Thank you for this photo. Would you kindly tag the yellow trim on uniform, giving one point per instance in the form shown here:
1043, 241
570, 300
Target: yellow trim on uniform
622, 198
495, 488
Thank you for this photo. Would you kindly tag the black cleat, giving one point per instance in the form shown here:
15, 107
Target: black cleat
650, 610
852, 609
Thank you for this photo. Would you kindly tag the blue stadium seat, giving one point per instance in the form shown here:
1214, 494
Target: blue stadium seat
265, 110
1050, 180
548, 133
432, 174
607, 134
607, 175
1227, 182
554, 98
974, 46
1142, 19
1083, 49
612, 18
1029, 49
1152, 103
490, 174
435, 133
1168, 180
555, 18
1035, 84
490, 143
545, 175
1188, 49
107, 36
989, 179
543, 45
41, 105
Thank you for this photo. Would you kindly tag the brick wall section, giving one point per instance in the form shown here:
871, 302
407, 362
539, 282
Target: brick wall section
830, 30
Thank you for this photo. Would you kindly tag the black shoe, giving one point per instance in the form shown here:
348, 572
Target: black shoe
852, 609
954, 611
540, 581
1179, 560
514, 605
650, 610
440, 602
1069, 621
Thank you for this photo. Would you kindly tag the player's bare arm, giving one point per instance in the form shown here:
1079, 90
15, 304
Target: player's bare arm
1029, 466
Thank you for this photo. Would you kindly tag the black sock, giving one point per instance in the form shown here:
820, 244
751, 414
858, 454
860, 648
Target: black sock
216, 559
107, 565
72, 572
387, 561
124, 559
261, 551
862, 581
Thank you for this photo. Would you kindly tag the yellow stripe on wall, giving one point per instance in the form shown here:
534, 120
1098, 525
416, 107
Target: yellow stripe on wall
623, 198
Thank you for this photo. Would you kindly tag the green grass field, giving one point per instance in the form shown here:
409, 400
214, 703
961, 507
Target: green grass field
----------------
Would you write the material out again, exactly as given above?

__RESULT__:
Thank you for this photo. Would you kindly tag the yellow trim on uniform, giving one point per instance in the form shown here:
1043, 241
570, 300
Target: yellow trim on uniform
622, 198
495, 488
Thank you for this photo. Would you kindly tag the black cleat, giving one point per instance in the form shown here:
15, 107
Target: black cleat
650, 610
852, 609
Thank you for this photo. Would you kindly tag the blue stadium seat, giving one point per instance in the form shown here:
1214, 494
Target: blue stadium seat
265, 110
1050, 180
548, 133
432, 174
607, 134
607, 175
1227, 182
554, 98
974, 46
1142, 19
1083, 49
612, 18
1029, 49
1152, 103
490, 174
435, 133
1168, 180
555, 18
1035, 84
490, 143
545, 175
1188, 49
107, 36
989, 179
543, 45
41, 105
Thank you for this photo. Would you kindly tag the brick wall section, giving one point per instance in the form shown here:
871, 302
407, 362
539, 282
Target: brick wall section
830, 30
Thank you for this photo. Would you kindly tag the black shoe, giving one point per instance in the form shown here:
348, 572
Target: black shoe
852, 609
954, 611
540, 581
1179, 560
514, 605
650, 610
440, 602
1069, 621
Thank you for this photo. Would you kindly tag the player's bare arm, giving one point per instance in the form shown here:
1079, 90
15, 304
Target: player's bare arm
1029, 466
Thank you for this photo. Would you kindly tag the black sock, giving one point per instance in the form shown here:
820, 244
751, 414
858, 454
860, 648
Target: black sock
216, 559
107, 565
72, 572
387, 561
124, 559
261, 551
862, 581
Thank you for this photo. Would you kindly tag the yellow stripe on wall, giving one point per instance in the form shown here:
534, 120
1098, 525
416, 107
Target: yellow stripe on wall
623, 198
Thank you for this photo. Would you kindly tag the green grass field, giving one point per instance in the form shown here:
409, 400
214, 703
961, 507
Target: green grass field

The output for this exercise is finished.